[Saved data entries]
━━━━━━━━━━
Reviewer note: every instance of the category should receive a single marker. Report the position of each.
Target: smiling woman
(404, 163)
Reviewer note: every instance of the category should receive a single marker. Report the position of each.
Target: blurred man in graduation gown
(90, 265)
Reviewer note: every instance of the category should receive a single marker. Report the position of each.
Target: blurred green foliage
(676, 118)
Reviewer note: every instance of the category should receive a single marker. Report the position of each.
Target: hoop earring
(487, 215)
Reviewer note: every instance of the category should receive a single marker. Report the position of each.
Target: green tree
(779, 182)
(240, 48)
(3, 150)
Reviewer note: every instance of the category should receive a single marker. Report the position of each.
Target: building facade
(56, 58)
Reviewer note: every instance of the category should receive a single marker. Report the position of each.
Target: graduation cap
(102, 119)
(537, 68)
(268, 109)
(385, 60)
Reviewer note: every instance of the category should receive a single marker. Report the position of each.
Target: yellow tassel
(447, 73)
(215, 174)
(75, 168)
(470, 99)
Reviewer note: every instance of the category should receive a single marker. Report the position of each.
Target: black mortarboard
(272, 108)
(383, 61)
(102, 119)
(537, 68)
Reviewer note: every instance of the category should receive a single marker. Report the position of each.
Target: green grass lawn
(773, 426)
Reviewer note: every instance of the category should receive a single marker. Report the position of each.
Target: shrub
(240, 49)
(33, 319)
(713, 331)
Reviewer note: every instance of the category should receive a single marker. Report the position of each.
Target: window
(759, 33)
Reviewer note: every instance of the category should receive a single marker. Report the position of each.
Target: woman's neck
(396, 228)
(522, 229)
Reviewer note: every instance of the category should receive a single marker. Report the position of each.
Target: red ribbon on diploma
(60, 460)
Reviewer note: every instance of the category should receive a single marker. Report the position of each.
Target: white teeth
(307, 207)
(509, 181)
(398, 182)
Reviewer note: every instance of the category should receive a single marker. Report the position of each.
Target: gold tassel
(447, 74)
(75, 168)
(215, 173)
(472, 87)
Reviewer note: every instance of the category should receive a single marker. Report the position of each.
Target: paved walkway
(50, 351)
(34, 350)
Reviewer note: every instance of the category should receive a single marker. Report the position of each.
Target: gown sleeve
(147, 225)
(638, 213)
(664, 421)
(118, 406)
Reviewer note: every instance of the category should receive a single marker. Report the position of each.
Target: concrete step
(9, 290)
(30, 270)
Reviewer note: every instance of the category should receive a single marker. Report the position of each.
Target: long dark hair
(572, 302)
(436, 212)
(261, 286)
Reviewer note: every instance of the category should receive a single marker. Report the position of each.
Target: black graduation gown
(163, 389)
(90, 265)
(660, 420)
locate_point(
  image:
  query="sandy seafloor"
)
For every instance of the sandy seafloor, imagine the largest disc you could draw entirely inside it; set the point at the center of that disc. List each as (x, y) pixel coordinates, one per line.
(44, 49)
━━━━━━━━━━
- **GOAL OF THE EXERCISE**
Every entry must be set down exactly, with nothing left out.

- **YOUR SOLUTION**
Reviewer note: every instance of the category should receive a single marker. Report the position of each.
Target: smiling woman
(404, 163)
Reviewer note: every instance of the category should receive a single marker. Report the position of each.
Target: blurred man in graduation gown
(90, 265)
Reviewer note: every instance of the category should receive a single marker. Report the position of each.
Target: blurred green foliage
(676, 118)
Reviewer note: every instance of the category should receive a single marker. Report the position of each.
Target: hoop earring
(487, 215)
Reviewer note: every instance of the category should receive a single marker. Report the position of each.
Target: green tree
(779, 182)
(240, 48)
(3, 150)
Reviewer note: every instance of the category should receive a single marker. Report the position of each.
Target: building facade
(56, 58)
Reviewer note: every instance of the category should receive a single marker. Report the position of each.
Target: graduation cap
(102, 119)
(537, 68)
(268, 109)
(385, 60)
Reviewer note: every instance of the category should receive a single marker. Report the position of each.
Target: yellow tassel
(447, 73)
(215, 174)
(75, 168)
(470, 99)
Reviewer note: every instance of the category should receive a single marker. Report the position of each.
Target: black mortarboard
(272, 108)
(383, 61)
(102, 119)
(537, 68)
Reviewer note: every instance of the category should receive a single marker. Report the position of each.
Target: green grass lawn
(773, 426)
Reviewer note: every instance of the category should receive a single marker. Report the position of each.
Target: shrub
(240, 49)
(33, 319)
(713, 331)
Reviewer note: every instance of the category should receive a single marker. Report the position of each.
Target: window
(759, 33)
Reviewer note: every instance of the category should receive a single marker. Report the position of each.
Target: woman's neck
(396, 228)
(522, 229)
Reviewer note: every instance of the category should receive a single marker. Report the position of each.
Target: red ribbon on diploma
(60, 460)
Reviewer note: every instance of the category should receive a single marker. Report the position of each.
Target: white teeth
(307, 207)
(509, 181)
(398, 182)
Reviewer note: every instance of the category should receive a single marker. Report the position of each.
Target: gold tassel
(447, 74)
(75, 168)
(215, 173)
(472, 87)
Reviewer note: every instance of the category should receive a single marker. Report the position of each.
Target: paved walkway
(50, 351)
(34, 350)
Reviewer note: every instance of the category should receive a single marker. Report the position of each.
Target: gown sleeve
(147, 225)
(638, 213)
(664, 421)
(118, 406)
Reviewer note: every instance of the category should receive a single marker. Report the position of each.
Target: concrete step
(9, 290)
(30, 270)
Reviewer note: every instance of the category should receive a single marker. Report the position of each.
Target: long dark hair
(572, 302)
(436, 212)
(261, 286)
Reviewer note: every instance of the category should receive a single marker. Report the position of each.
Target: black graduation gown
(163, 389)
(90, 265)
(660, 420)
locate_point(
  image:
  query="sandy seafloor"
)
For every instance of the sandy seafloor, imagine the largest disc you could draw entirely inside it; set the point at the center of that disc. List each as (x, y) pixel coordinates, one per line.
(44, 49)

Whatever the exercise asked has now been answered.